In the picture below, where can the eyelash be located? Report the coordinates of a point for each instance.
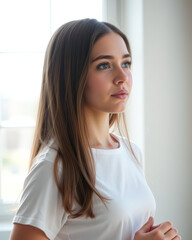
(106, 65)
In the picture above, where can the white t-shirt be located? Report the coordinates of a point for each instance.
(118, 177)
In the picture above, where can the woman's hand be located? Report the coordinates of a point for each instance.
(162, 231)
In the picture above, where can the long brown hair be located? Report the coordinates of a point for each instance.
(61, 115)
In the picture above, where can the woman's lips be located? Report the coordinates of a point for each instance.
(121, 94)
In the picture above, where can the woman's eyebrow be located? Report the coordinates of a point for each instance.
(109, 57)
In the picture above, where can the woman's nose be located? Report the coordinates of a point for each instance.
(121, 76)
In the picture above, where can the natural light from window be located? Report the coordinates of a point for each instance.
(26, 27)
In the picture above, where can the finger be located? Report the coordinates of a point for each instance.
(171, 234)
(154, 227)
(165, 227)
(147, 226)
(177, 238)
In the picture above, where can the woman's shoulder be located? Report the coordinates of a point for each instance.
(132, 147)
(47, 154)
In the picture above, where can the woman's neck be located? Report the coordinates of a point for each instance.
(98, 130)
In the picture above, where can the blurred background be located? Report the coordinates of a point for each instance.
(159, 113)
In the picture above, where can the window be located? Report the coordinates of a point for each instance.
(26, 27)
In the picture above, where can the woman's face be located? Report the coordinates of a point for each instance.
(109, 80)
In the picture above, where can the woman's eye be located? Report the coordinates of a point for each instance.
(103, 66)
(126, 65)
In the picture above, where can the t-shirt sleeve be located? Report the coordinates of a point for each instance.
(41, 203)
(139, 156)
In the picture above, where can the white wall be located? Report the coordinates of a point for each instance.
(167, 31)
(160, 112)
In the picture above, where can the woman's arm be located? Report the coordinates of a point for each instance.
(27, 232)
(162, 231)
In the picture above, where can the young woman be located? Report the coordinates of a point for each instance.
(86, 182)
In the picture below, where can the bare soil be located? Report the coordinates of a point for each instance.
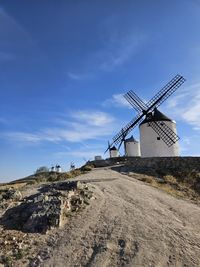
(129, 224)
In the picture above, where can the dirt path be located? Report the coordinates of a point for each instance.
(129, 224)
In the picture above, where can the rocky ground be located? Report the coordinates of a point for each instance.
(127, 223)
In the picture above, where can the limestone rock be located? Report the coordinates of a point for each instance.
(47, 209)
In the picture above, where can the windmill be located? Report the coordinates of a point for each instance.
(149, 111)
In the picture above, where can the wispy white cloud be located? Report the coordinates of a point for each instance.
(83, 125)
(96, 118)
(78, 154)
(78, 76)
(120, 48)
(186, 105)
(117, 100)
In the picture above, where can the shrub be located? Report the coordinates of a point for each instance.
(170, 179)
(42, 169)
(87, 167)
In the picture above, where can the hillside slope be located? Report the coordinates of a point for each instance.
(129, 224)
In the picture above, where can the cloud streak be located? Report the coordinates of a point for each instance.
(83, 125)
(117, 100)
(186, 105)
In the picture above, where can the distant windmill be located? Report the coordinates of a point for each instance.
(162, 127)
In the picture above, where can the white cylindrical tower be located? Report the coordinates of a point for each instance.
(151, 144)
(131, 147)
(114, 153)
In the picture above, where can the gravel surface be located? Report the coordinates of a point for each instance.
(129, 224)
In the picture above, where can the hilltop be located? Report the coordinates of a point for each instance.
(112, 215)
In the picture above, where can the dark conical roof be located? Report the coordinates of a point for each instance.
(131, 139)
(156, 116)
(113, 148)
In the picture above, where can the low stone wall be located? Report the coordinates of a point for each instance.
(162, 165)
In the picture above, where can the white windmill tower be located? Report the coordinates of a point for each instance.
(155, 126)
(151, 143)
(131, 147)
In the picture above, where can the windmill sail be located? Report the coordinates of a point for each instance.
(164, 132)
(165, 92)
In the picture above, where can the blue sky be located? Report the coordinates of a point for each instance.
(64, 66)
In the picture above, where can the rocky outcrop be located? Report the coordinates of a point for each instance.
(47, 209)
(10, 194)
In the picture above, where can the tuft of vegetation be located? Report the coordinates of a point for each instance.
(42, 169)
(87, 168)
(7, 261)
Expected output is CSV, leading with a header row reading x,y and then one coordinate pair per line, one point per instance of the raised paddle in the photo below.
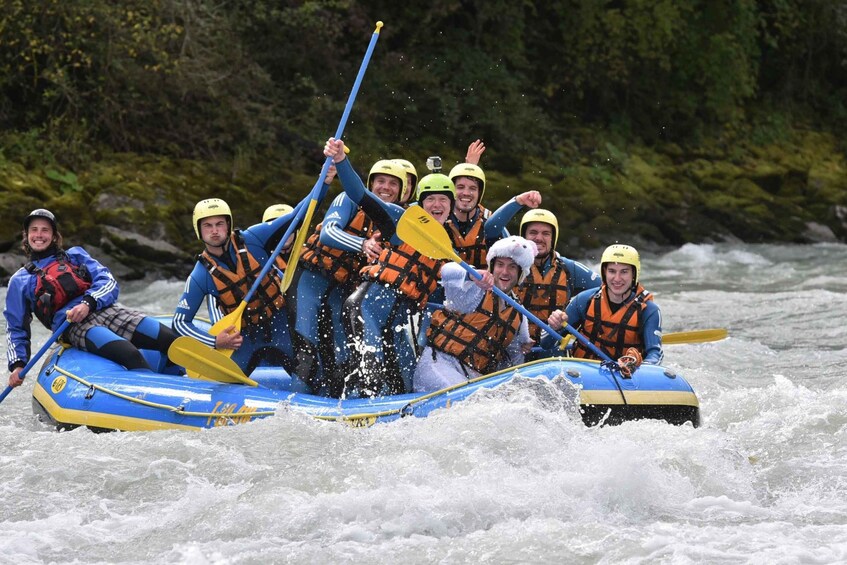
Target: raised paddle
x,y
62,327
206,362
303,214
423,232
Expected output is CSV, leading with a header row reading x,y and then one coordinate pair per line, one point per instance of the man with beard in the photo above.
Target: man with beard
x,y
56,285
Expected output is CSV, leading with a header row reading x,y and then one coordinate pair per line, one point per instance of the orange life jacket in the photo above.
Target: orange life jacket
x,y
57,284
407,271
541,294
479,338
233,286
614,332
337,263
471,247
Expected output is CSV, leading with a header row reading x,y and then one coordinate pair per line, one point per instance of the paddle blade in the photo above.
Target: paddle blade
x,y
232,319
297,248
423,232
695,336
209,363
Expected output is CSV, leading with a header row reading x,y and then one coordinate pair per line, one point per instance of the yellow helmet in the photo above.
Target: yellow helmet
x,y
543,216
274,211
392,168
469,170
410,170
624,254
208,208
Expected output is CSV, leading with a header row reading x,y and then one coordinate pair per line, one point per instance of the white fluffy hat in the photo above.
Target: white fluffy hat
x,y
520,250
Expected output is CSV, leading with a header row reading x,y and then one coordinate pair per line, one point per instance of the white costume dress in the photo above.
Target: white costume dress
x,y
463,296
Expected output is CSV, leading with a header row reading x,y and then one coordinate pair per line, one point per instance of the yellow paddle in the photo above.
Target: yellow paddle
x,y
691,336
206,362
694,336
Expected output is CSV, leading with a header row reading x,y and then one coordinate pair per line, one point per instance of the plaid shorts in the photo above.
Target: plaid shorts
x,y
120,320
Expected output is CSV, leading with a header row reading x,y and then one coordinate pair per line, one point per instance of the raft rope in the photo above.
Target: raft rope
x,y
354,420
175,409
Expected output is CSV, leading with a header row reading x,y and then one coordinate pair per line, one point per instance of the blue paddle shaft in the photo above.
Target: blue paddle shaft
x,y
537,321
302,206
37,356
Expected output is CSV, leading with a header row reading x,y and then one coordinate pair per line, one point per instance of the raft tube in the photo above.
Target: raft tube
x,y
75,388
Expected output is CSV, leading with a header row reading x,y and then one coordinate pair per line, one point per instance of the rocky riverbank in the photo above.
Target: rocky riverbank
x,y
134,212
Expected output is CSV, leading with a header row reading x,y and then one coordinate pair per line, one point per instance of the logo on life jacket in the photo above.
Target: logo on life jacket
x,y
57,284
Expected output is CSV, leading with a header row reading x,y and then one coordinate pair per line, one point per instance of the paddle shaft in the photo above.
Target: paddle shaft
x,y
535,319
313,194
37,356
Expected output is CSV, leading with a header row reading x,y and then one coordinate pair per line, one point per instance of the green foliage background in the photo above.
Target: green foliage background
x,y
664,120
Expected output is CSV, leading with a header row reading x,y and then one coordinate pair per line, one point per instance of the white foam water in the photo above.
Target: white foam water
x,y
510,476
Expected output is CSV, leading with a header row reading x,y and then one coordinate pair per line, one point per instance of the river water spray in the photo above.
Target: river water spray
x,y
509,476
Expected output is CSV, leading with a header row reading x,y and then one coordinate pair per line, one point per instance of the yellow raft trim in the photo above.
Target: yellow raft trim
x,y
99,420
639,398
129,423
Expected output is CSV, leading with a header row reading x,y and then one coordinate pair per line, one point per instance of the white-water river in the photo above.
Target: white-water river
x,y
509,478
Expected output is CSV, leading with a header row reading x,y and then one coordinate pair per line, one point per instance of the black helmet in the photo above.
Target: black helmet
x,y
40,213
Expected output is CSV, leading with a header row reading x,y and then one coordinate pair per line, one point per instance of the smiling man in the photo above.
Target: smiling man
x,y
472,227
553,279
620,318
396,286
477,332
344,242
56,285
225,271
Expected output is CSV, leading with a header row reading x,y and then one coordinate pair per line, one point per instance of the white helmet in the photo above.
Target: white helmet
x,y
520,250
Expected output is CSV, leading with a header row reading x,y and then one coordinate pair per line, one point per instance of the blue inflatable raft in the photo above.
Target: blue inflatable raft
x,y
75,388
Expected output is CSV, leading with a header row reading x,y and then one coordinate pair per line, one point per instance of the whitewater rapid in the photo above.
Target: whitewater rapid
x,y
512,476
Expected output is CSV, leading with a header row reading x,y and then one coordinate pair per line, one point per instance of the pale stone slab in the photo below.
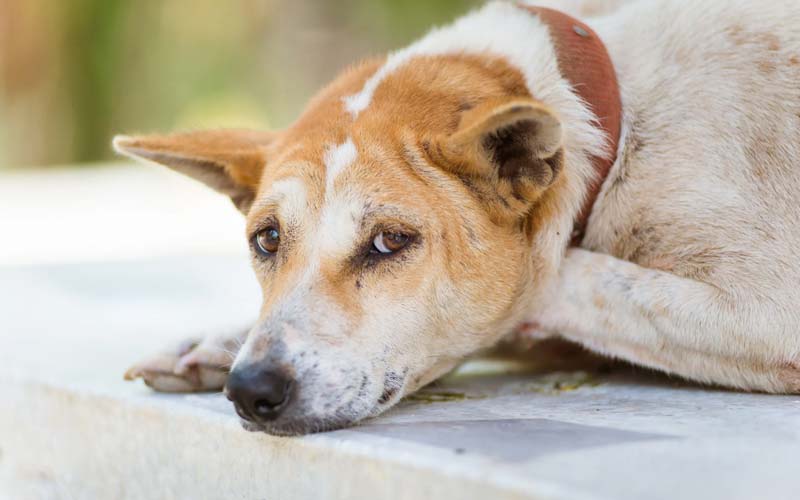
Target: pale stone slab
x,y
71,428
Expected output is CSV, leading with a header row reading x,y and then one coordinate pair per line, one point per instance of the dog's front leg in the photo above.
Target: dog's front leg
x,y
667,322
192,365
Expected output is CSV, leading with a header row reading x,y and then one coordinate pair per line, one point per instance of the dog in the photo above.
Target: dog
x,y
628,182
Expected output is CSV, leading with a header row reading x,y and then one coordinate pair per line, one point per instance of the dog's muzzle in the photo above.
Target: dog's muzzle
x,y
260,395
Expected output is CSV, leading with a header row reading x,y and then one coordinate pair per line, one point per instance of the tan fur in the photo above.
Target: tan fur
x,y
688,264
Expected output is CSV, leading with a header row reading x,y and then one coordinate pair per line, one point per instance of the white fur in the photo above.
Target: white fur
x,y
337,159
700,209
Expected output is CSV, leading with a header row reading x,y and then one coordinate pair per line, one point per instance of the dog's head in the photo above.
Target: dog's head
x,y
395,228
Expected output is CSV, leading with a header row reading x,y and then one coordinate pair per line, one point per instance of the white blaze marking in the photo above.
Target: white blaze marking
x,y
497,29
336,159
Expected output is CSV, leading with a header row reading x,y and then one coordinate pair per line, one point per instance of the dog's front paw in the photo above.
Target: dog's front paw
x,y
192,366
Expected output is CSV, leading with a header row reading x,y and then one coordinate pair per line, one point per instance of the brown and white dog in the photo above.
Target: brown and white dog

REQUIRED TASK. Please rewrite the stretch of the data from the line containing "paw in the photo above." through the end of the data, changing "front paw" to "forepaw" and leaving everything else as it stands.

EXERCISE ANSWER.
Expected output is CSV, leading with a header row reading x,y and then one coordinate pair per line, one point per instance of the dog's forepaw in the photo above.
Target: dog's forepaw
x,y
192,366
Expected output is CSV, leading with a header row reading x,y and then one coordinate pair per line, one point per instance of the brown and white dog in the photo above.
Target: brown and white dog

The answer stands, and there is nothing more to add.